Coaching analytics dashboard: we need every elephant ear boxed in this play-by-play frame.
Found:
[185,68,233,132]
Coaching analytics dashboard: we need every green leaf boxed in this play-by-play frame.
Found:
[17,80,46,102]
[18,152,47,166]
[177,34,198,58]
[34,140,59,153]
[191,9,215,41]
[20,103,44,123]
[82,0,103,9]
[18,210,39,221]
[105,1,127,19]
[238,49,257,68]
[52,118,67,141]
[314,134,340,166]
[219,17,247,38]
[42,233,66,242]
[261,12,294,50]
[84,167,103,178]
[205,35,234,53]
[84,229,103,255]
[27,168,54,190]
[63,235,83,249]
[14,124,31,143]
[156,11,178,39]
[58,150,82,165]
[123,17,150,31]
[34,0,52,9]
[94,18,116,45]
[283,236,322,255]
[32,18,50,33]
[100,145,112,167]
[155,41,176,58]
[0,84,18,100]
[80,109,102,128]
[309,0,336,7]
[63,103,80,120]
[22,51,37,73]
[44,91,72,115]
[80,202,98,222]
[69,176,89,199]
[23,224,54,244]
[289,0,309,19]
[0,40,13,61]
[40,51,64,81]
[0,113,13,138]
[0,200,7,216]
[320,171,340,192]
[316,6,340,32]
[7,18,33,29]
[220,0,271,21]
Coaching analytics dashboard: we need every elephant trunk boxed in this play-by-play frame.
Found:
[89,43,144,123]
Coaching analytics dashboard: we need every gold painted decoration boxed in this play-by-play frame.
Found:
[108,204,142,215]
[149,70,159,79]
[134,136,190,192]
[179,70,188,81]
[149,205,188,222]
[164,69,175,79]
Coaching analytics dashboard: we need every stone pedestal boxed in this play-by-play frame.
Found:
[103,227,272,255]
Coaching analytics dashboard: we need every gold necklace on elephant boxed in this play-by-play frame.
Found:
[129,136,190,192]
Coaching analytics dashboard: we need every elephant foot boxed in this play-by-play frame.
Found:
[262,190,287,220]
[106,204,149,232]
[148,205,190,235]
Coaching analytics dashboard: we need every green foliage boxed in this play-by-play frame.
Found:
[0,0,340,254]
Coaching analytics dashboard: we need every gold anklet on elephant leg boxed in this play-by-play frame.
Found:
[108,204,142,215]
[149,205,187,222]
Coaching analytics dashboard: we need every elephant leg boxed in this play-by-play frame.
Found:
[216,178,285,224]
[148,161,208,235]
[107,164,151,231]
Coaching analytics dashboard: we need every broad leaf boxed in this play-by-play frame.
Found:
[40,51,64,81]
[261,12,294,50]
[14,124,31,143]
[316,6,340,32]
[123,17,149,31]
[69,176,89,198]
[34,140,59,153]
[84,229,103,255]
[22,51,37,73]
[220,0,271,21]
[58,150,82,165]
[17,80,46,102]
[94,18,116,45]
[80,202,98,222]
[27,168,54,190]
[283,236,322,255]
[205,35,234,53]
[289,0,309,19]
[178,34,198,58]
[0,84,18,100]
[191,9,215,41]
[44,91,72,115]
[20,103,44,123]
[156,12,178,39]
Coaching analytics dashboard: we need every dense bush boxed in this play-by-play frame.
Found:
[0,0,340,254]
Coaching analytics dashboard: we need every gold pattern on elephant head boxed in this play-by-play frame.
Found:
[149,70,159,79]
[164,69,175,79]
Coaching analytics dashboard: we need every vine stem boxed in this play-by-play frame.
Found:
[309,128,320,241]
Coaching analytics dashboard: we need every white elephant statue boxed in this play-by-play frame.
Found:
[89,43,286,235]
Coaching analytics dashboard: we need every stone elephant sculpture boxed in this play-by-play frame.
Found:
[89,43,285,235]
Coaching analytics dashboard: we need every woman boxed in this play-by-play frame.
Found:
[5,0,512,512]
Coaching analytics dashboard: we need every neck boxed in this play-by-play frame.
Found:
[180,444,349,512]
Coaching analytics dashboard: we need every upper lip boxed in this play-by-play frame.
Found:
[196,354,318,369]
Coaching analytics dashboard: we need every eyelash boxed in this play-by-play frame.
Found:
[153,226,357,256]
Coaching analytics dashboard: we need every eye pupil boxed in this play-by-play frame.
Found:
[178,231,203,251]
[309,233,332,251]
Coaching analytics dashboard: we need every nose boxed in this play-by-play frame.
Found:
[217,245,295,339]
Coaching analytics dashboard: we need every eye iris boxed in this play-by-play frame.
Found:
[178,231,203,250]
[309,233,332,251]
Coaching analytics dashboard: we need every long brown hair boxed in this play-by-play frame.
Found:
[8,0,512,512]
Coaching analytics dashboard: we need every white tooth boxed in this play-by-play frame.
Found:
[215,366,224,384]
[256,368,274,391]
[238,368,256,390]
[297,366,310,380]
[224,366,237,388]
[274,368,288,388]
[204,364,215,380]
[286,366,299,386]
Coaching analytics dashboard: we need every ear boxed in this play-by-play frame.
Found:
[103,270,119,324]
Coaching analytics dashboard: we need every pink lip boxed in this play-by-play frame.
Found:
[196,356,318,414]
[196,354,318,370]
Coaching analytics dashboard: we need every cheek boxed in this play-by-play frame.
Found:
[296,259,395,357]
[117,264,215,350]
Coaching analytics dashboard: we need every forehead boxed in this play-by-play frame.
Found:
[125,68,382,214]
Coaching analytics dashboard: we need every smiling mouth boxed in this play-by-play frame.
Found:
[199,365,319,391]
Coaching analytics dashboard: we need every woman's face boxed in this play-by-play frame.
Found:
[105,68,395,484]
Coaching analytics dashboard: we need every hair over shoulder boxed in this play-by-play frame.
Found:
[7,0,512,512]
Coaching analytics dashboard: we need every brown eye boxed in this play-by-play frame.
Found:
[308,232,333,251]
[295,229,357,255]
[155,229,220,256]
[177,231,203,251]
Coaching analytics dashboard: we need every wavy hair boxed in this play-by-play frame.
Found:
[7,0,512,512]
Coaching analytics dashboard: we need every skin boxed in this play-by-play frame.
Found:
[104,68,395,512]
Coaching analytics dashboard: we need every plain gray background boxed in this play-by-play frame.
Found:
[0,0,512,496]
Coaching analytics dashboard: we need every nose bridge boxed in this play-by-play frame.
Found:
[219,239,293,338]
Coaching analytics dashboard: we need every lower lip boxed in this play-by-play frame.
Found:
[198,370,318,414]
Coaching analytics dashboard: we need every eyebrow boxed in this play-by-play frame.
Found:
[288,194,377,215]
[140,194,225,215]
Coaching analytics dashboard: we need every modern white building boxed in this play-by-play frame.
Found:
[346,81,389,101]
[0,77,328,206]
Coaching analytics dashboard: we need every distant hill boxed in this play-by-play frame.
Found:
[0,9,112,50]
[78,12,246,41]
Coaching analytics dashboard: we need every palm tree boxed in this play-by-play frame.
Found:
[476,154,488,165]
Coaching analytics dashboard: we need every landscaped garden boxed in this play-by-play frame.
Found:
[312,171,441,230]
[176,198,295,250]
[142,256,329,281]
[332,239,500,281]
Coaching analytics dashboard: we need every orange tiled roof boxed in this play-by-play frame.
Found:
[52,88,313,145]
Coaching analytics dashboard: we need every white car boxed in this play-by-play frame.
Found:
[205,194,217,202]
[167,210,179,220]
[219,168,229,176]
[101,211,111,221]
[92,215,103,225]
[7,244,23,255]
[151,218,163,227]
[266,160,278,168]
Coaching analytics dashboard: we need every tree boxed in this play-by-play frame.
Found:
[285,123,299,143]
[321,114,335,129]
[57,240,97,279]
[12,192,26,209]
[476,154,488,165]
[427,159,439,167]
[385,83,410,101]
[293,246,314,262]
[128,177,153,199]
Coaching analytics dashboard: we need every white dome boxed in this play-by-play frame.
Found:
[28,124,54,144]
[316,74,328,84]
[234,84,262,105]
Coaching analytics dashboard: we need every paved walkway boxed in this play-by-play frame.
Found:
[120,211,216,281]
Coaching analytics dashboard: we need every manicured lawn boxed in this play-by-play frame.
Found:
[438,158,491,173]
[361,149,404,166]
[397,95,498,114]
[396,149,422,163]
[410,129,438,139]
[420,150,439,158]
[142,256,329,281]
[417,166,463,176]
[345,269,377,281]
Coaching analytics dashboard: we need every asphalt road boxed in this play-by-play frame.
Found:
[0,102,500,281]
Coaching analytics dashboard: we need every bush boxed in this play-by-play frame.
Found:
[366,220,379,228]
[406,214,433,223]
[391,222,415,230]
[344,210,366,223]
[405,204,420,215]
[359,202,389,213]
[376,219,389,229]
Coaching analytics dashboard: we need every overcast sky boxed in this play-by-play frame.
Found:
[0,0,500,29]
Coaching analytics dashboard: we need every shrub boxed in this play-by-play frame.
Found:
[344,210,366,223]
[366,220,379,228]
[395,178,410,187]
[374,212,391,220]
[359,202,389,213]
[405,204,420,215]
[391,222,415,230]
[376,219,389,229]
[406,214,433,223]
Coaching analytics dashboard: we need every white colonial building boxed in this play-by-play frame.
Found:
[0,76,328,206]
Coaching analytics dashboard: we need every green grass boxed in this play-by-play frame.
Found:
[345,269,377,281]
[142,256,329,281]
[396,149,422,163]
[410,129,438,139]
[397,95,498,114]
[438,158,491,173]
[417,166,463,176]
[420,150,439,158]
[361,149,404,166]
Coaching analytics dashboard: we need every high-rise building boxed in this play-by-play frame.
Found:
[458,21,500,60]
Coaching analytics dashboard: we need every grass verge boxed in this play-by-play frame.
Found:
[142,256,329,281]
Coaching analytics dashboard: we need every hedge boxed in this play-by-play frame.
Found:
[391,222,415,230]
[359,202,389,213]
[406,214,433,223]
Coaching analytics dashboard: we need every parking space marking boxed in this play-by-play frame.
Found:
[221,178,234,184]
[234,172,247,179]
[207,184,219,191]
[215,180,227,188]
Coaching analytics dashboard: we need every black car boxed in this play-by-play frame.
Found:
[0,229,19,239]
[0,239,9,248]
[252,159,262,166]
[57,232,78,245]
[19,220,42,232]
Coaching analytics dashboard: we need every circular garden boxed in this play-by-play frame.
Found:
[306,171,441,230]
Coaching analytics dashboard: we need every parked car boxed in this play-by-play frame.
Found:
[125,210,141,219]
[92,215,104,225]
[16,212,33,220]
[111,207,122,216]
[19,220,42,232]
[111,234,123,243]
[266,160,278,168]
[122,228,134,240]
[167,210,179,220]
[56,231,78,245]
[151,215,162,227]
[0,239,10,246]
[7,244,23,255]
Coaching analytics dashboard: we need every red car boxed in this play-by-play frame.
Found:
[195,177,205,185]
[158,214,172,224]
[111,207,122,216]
━━━━━━
PROBLEM REQUIREMENTS
Write out the listing from its start up to and including the line that contains "[185,68,233,132]" as a numbered list, leaving out any blank lines.

THE RESPONSE
1. Coaching analytics dashboard: we need every elephant ear boxed in this play-by-play frame.
2. Found:
3. [185,68,233,132]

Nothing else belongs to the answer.